What you should do
Pull every line from the listing below that contains the word "grain", and copy each one unchanged.

Records provided
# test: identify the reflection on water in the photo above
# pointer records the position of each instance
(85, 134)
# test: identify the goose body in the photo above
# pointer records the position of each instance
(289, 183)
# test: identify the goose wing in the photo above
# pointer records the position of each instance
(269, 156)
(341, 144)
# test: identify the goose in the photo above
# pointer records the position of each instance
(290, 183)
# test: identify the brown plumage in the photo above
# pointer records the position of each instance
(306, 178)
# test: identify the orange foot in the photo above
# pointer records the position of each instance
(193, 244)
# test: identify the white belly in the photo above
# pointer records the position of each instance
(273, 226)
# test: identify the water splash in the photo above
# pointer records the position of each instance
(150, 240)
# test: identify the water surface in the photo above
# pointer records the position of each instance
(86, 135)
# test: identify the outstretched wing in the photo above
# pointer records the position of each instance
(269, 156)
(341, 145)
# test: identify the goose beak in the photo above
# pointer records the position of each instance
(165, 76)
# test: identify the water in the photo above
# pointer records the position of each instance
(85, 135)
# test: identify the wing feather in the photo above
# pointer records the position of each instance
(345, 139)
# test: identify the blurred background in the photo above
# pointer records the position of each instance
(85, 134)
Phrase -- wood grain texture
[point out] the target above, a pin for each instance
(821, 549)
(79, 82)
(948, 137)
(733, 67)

* * *

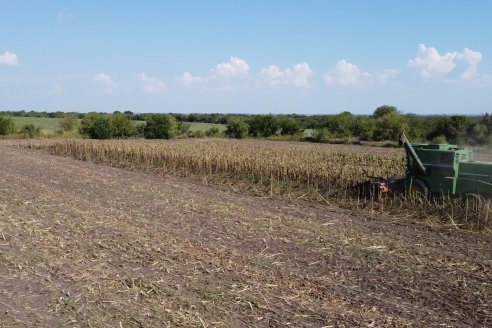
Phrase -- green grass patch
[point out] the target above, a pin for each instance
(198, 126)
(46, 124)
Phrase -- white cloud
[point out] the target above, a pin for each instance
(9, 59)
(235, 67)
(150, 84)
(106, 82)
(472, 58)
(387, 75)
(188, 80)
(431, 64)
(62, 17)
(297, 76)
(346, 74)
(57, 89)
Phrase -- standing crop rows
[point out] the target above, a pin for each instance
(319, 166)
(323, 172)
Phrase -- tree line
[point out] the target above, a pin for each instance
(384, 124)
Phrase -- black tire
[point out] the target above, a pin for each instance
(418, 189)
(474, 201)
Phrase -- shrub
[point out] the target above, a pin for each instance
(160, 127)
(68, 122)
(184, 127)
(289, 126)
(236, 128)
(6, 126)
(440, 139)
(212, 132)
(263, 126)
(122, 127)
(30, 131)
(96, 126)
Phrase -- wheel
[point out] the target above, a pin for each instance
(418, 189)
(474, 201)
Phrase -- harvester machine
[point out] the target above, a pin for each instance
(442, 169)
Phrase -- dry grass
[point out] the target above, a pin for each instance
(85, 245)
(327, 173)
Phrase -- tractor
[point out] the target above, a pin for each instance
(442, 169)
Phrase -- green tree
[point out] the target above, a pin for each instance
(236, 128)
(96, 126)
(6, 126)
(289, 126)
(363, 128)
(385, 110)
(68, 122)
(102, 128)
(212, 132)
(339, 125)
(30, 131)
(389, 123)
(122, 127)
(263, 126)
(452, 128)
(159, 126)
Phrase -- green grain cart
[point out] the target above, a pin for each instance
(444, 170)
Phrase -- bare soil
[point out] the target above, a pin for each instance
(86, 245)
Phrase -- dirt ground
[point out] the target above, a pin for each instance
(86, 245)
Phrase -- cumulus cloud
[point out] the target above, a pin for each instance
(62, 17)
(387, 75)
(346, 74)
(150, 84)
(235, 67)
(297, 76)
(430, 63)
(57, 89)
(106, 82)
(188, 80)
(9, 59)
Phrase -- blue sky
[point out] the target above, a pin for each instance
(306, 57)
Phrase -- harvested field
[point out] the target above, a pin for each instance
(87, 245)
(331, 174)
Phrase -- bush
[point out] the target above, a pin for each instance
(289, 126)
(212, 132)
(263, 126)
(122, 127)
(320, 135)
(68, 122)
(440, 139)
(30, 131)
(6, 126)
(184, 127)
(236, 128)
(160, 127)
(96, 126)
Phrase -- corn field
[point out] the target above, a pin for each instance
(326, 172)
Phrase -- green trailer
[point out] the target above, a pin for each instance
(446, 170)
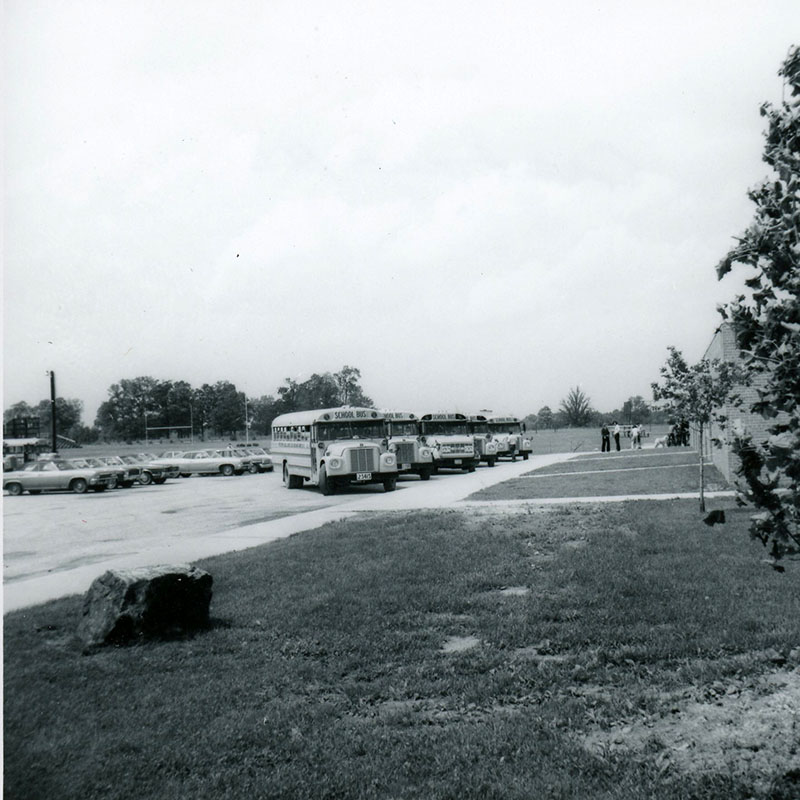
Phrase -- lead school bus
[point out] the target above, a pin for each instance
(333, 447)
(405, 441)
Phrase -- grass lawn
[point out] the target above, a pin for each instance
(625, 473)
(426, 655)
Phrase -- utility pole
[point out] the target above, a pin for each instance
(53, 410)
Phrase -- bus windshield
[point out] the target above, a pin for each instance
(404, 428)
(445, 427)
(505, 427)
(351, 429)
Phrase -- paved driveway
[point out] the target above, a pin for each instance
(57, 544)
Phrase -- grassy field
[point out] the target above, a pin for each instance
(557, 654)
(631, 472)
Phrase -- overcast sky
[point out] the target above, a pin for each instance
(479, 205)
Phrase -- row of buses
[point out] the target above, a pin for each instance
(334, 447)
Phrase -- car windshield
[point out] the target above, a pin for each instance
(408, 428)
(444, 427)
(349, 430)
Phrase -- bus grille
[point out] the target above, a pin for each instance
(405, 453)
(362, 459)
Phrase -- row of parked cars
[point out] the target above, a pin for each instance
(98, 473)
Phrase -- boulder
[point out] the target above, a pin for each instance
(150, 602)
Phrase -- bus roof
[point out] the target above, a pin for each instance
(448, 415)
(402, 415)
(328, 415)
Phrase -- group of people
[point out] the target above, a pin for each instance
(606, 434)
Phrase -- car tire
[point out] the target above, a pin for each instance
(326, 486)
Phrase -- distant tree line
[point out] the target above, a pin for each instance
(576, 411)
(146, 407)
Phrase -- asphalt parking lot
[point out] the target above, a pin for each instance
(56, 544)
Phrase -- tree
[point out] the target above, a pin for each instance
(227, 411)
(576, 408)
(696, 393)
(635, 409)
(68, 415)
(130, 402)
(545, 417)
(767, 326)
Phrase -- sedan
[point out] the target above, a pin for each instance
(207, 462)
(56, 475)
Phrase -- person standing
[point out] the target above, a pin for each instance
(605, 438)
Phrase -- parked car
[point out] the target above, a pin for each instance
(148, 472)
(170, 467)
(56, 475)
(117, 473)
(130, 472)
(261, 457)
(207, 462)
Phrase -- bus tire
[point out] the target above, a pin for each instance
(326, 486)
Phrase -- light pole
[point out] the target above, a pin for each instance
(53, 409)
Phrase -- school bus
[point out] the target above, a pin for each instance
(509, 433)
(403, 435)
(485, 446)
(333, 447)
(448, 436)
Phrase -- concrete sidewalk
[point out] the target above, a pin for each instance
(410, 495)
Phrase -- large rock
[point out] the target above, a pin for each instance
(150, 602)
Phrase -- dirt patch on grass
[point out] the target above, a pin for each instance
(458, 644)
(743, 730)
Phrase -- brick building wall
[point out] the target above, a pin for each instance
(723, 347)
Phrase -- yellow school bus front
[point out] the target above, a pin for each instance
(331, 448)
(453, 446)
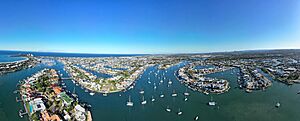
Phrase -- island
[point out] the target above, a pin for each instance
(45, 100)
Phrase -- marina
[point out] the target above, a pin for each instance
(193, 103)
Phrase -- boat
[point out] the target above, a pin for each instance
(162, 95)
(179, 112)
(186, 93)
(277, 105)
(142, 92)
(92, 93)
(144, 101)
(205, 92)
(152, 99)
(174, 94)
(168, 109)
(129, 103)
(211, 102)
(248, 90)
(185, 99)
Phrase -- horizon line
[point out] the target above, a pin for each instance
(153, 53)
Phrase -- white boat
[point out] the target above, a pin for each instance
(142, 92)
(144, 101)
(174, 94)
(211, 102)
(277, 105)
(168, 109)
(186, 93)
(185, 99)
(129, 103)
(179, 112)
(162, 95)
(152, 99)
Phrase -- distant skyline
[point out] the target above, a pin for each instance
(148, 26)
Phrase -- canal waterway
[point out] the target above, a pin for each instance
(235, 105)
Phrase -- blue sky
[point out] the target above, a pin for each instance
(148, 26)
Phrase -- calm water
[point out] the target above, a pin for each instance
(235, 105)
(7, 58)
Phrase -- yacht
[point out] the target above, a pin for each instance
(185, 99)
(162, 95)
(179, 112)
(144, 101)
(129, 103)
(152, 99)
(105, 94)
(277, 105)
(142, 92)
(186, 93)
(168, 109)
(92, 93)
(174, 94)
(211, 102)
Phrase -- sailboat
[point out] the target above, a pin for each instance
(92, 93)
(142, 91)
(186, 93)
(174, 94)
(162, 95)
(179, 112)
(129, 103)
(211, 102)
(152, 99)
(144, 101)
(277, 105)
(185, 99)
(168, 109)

Task response
Phrase -- wood grain texture
Phrase -- green grain cart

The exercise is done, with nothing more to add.